## AUFGABEN ZUR ÜBUNG
#1 Nenne alle Jahreszahlen, die im Zeitungsartikel über die falsche Kinderärztin vorkommen. Halte dabei die Reihenfolge im Artikel ein.
#2 Beantworte anhand des Zeitungsartikels über die falsche Kinderärztin diese Fragen:
(a) In welcher Klinik hat Cornelia E. gearbeitet?
(b) Zu welcher Strafe wurde sie verurteilt?
(c) Was passiert laut dem Artikel mit jemandem, der dreimal durch das Physikum fällt?
#3 Führe den Zeitungsartikel über die falsche Kinderärztin nach seinem letzten Satz weiter.

## VORLIEGENDER TEXT
Falsche Kinderärztin verurteilt

Die falsche Kinderärztin im Gericht.

(Foto: Foto: dpa)

Von März 2003 bis August 2007 hatte Cornelia E. erst als Ärztin im Praktikum, später als Assistenzärztin in der Kinderklinik am Universitätsklinikum Eppendorf gewirkt, ohne ein einziges Examen abgelegt oder eine ärztliche Prüfung bestanden zu haben. Sie hatte stattdessen alle Dokumente gefälscht, auch die Approbation. Die Approbation hatte die Ärztekammer an jenem Montag im August ultimativ im Original zur Ansicht angefordert; der vorgetäuschte Tod sollte die Enttarnung noch einmal verhindern. Es war aussichtslos, aber "ich konnte damals nicht mehr denken", sagte E. am Mittwoch vor dem Hamburger Landgericht, das sie unter anderem wegen Urkundenfälschung und Betrugs zu 18 Monaten Haft auf Bewährung verurteilte. Danach sagte ihr Anwalt: "Die falsche Ärztin gibt es nicht mehr."

Als ihr Bruder 1991 an einem Gehirntumor fast gestorben sei, sagte E. vor Gericht, habe sich ihr Wunsch, Ärztin zu werden, entwickelt. Irgendwann wurde es der beherrschende Gedanke, sie schrieb sich an der Uni Hamburg für Medizin ein. Doch vor die Arztkarriere hat die Uni das Physikum gesetzt. Nach vier Semestern wird mit Multiple-Choice-Fragen bis dahin erworbenes Wissen getestet. Das ist umstritten, denn es hat eine Tücke: Wer dreimal durchfällt, wird exmatrikuliert und nie wieder Medizin studieren, noch bevor er beweisen kann, dass er ein guter Arzt werden könnte.

## DATEN ZUR AUSWERTUNG
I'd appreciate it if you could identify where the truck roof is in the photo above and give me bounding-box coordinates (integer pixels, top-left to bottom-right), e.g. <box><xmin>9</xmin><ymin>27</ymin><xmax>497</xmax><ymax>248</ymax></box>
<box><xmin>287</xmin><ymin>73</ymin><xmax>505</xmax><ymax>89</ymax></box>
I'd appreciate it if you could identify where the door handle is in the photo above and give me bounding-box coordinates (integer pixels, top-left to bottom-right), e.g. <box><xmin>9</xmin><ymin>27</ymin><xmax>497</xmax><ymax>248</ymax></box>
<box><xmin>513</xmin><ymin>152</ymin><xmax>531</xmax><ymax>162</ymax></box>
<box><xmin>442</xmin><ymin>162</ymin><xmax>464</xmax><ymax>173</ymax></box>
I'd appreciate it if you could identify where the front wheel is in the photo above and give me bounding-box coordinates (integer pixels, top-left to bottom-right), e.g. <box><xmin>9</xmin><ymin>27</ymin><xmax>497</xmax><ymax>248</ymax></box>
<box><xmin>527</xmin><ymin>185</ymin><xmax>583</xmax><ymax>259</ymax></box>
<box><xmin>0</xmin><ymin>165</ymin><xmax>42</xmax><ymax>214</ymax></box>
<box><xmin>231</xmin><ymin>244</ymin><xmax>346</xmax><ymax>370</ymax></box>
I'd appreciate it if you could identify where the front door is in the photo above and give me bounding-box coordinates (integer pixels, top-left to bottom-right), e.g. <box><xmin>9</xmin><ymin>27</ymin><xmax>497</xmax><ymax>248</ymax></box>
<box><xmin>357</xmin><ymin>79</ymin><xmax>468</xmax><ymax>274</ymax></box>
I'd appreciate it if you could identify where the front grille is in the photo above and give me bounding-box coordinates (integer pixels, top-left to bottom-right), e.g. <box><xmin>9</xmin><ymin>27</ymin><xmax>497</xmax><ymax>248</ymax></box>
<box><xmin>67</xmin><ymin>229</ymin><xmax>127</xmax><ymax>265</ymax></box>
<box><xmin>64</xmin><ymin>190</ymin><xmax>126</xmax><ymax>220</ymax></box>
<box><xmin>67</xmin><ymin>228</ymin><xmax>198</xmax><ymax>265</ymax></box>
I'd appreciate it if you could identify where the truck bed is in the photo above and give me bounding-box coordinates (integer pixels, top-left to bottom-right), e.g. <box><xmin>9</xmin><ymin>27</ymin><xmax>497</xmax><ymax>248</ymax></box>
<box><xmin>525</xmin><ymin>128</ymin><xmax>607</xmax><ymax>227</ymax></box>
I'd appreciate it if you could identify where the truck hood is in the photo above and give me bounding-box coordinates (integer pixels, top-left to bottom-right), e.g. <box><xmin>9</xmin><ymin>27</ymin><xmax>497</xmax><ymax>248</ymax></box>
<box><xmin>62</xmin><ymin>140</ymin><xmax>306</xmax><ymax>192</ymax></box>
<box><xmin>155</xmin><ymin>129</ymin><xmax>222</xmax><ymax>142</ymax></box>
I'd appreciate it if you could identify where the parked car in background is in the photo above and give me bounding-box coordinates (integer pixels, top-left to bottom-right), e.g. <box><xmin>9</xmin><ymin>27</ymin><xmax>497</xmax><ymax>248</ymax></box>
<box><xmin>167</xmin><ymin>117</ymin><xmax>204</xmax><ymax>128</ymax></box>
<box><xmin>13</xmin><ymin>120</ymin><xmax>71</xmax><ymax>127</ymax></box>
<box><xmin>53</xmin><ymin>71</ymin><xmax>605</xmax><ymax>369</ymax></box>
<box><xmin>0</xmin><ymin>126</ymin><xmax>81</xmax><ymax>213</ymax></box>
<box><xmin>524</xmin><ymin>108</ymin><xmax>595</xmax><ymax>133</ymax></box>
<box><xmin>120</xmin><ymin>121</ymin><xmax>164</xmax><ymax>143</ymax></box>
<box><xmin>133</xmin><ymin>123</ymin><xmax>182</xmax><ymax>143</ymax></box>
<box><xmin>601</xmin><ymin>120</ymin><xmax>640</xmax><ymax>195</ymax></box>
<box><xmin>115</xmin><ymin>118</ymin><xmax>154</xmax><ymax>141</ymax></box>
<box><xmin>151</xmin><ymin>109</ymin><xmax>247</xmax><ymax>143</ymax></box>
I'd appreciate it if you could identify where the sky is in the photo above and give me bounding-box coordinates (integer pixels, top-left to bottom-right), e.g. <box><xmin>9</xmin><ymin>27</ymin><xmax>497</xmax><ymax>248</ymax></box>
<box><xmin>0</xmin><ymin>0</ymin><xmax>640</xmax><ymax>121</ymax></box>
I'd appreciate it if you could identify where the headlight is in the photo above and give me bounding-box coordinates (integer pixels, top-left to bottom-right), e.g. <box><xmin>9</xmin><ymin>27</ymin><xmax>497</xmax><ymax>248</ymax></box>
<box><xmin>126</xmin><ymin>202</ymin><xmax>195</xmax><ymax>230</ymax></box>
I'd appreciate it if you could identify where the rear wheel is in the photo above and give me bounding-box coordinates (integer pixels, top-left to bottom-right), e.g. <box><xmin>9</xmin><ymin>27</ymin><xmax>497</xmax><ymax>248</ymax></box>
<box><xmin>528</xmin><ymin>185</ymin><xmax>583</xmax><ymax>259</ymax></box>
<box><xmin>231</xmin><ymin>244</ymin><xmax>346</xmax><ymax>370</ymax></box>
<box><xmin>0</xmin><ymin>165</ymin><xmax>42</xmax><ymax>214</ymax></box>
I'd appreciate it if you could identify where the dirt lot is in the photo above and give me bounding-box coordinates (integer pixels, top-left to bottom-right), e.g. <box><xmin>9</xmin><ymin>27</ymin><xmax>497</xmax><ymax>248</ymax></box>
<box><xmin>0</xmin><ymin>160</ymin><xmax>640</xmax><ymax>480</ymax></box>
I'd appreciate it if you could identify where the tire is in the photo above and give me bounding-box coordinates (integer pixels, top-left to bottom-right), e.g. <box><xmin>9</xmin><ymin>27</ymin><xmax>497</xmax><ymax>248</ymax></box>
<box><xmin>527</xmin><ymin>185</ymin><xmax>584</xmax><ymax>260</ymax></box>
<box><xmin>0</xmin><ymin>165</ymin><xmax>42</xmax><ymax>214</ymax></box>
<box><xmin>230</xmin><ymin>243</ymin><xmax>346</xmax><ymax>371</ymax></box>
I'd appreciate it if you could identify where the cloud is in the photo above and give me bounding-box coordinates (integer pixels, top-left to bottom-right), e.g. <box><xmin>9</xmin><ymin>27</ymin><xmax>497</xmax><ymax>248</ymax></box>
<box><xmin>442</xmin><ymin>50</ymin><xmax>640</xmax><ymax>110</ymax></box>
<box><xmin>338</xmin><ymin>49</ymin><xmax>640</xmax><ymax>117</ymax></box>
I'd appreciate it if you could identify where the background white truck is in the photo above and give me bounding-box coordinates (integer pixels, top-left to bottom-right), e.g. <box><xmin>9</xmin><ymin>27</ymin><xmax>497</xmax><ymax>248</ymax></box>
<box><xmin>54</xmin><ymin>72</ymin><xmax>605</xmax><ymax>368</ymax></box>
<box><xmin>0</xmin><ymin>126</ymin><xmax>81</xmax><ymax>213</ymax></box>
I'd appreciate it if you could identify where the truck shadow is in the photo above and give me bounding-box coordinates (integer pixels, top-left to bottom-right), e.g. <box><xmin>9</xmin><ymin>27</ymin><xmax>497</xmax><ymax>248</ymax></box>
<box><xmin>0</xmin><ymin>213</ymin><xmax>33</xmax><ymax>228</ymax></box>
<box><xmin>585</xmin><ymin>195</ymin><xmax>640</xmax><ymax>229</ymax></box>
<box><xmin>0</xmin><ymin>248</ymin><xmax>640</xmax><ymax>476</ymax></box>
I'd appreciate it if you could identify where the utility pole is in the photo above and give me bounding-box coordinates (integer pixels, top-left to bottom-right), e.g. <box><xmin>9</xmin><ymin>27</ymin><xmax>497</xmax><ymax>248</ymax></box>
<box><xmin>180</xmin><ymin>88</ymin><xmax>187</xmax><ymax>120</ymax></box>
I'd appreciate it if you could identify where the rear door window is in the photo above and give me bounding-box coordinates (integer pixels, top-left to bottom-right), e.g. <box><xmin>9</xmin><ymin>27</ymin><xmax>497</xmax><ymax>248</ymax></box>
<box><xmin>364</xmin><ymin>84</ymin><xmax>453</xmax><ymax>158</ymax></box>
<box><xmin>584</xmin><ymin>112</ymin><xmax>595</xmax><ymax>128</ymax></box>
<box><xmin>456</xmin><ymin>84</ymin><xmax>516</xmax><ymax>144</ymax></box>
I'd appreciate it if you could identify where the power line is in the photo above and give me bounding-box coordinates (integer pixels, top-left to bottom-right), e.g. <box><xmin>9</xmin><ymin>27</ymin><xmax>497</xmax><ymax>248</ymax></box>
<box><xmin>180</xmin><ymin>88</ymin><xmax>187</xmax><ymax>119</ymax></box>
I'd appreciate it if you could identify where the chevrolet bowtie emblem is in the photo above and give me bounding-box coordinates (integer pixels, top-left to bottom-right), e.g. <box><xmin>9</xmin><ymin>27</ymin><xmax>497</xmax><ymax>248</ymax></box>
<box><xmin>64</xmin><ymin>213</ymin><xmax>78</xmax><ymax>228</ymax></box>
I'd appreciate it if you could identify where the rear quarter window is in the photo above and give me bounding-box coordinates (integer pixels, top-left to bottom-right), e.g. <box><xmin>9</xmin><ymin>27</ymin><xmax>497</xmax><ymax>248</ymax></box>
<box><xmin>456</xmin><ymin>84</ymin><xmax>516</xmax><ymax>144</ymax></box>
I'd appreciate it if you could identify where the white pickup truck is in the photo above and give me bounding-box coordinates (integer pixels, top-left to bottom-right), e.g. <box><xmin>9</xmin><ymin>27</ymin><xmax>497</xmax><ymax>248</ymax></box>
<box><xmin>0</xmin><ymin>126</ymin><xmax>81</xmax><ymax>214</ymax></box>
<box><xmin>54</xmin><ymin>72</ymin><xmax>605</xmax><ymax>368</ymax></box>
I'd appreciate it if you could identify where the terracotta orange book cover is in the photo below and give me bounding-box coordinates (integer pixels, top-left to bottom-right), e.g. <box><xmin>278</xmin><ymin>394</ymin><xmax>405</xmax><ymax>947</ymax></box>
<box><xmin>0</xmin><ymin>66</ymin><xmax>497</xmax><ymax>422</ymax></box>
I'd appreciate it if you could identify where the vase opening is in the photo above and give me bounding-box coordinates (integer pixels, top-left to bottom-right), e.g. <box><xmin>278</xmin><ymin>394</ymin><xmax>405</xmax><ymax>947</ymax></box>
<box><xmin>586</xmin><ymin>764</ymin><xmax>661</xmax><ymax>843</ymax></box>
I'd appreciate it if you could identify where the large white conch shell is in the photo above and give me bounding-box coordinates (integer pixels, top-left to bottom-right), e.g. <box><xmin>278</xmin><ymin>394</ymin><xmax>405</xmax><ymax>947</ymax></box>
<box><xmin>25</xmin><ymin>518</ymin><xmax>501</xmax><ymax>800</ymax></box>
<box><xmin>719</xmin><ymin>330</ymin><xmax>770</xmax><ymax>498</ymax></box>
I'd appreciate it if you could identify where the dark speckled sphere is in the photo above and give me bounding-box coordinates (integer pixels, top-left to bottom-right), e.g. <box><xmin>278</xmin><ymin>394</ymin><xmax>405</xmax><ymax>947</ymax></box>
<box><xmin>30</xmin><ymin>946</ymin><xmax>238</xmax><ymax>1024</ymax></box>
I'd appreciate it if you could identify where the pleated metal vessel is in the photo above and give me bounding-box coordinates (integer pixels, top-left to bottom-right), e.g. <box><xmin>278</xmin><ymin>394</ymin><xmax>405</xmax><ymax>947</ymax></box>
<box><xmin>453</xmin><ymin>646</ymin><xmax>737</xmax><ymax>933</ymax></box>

## ERGEBNISSE NACHEINANDER
#1 2003, 2007, 1991

#2
(a) In der Kinderklinik am Universitätsklinikum Eppendorf.
(b) Zu 18 Monaten Haft auf Bewährung.
(c) Er wird exmatrikuliert und kann nie wieder Medizin studieren.

#3
"Multiple Choice lag mir nicht", sagte Cornelia E. Sie fiel durch, dreimal. Sie wurde exmatrikuliert. Hier hätte die Geschichte zu Ende sein müssen, noch ehe sie hatte beweisen können, dass aus ihr eine gute Ärztin werden würde.

"Sich sein Versagen einzugestehen, dazu gehört Mut", sagte die Richterin am Mittwoch. Mut, den Cornelia E. nicht hatte. Sie belog Kommilitonen und Eltern, sogar ihren damaligen Freund, ebenfalls Medizinstudent. Sie behauptete, bestanden zu haben. Dazu kam das Glück, dass sie zwar exmatrikuliert, von den Kurslisten aber nicht gestrichen worden war. Sie setzte ihr Studium ohne Berechtigung fort, "das wurde nie kontrolliert". Cornelia E. erwarb Schein um Schein, war von der Medizin "gefesselt. Ich hatte mich in das Bild der erfolgreichen Studentin verstrickt". Wenn ihre Kommilitonen die Prüfungen ablegten, sagte sie, ihre Tests seien an einem anderen Ort. Später behauptete sie, bestanden zu haben. Die Sehnsucht, "ausführen zu können, was ich lernte", wuchs. Da fiel der Entschluss zur Urkundenfälschung.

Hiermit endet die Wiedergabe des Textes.